## Task to carry out
Rewrite the rows below as a Markdown table with the columns No. and Text, giving each line its own number and skipping blank lines. Leave the pictures out of the answer.

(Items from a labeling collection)
»»

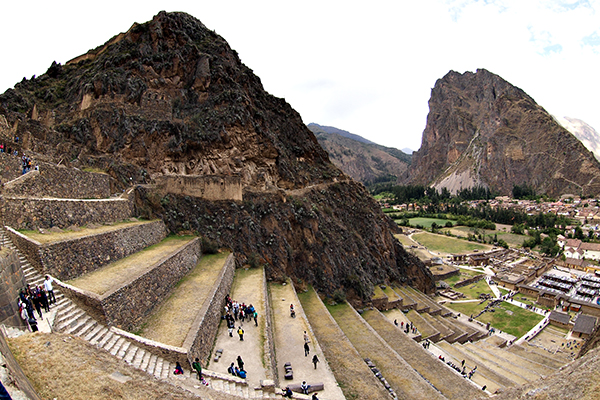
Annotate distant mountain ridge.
[308,123,412,186]
[403,69,600,196]
[556,117,600,161]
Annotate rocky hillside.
[308,123,411,186]
[0,12,433,299]
[405,69,600,196]
[556,117,600,160]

««

## The response
| No. | Text |
|---|---|
| 1 | Annotate distant mountain ridge. |
| 2 | [308,123,412,186] |
| 3 | [403,69,600,196] |
| 4 | [556,117,600,161] |
| 5 | Annotate rocky hillside. |
| 6 | [308,123,411,186] |
| 7 | [0,12,433,299] |
| 8 | [405,69,600,196] |
| 9 | [556,117,600,160] |